▸ **WORK REQUIRED**
Reproduce every line of the records below verbatim, leaving out the pictures.

Collected data:
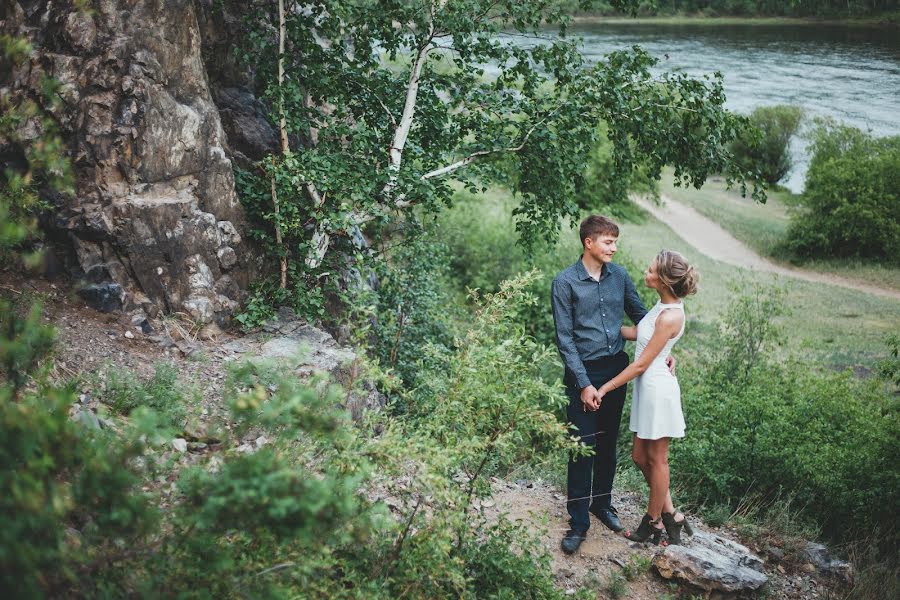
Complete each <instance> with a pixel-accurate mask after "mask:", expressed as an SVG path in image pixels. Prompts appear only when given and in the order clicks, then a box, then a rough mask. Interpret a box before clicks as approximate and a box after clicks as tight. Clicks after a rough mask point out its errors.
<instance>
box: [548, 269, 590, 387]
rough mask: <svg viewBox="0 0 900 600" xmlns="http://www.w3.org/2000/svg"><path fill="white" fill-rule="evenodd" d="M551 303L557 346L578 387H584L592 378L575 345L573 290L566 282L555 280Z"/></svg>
mask: <svg viewBox="0 0 900 600" xmlns="http://www.w3.org/2000/svg"><path fill="white" fill-rule="evenodd" d="M550 305H551V307H552V309H553V323H554V324H555V325H556V347H557V348H558V349H559V354H560V356H562V359H563V362H564V363H565V364H566V368H568V369H569V370H570V371H571V372H572V373H573V374H574V375H575V380H576V381H577V382H578V387H579V388H581V389H584V388H586V387H588V386H590V385H591V380H590V379H589V378H588V376H587V371H586V370H585V368H584V363H583V362H581V357H580V356H579V355H578V348H577V347H576V346H575V336H574V328H575V324H574V322H573V319H572V290H571V288H570V287H569V286H568V285H567V284H566V283H564V282H560V281H559V280H556V279H554V280H553V286H552V287H551V288H550Z"/></svg>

▸ **RESULT BELOW**
Complete each <instance> with a pixel-accurate mask after "mask:", expressed as an SVG path in image pixels. Prompts appear only when given and in the order clicks, then a box, then a rough mask. Interpret a box before clicks as approximate and a box after clicks as tight. Clicks after a rough mask point out its errors.
<instance>
box: [548, 269, 590, 387]
rough mask: <svg viewBox="0 0 900 600" xmlns="http://www.w3.org/2000/svg"><path fill="white" fill-rule="evenodd" d="M551 303L557 346L578 387H584L592 378L575 345L573 290L566 282L555 280Z"/></svg>
mask: <svg viewBox="0 0 900 600" xmlns="http://www.w3.org/2000/svg"><path fill="white" fill-rule="evenodd" d="M550 305H551V307H552V309H553V323H554V324H555V325H556V347H557V348H558V349H559V354H560V356H562V359H563V362H564V363H565V364H566V368H568V369H569V370H570V371H571V372H572V373H573V374H574V375H575V380H576V381H577V382H578V387H579V388H581V389H584V388H586V387H588V386H590V385H591V380H590V379H589V378H588V376H587V371H586V370H585V368H584V363H583V362H581V357H580V356H579V355H578V348H577V347H576V346H575V336H574V328H575V324H574V322H573V319H572V290H571V288H570V287H569V286H568V285H567V284H566V283H564V282H560V281H559V280H556V279H554V280H553V286H552V287H551V288H550Z"/></svg>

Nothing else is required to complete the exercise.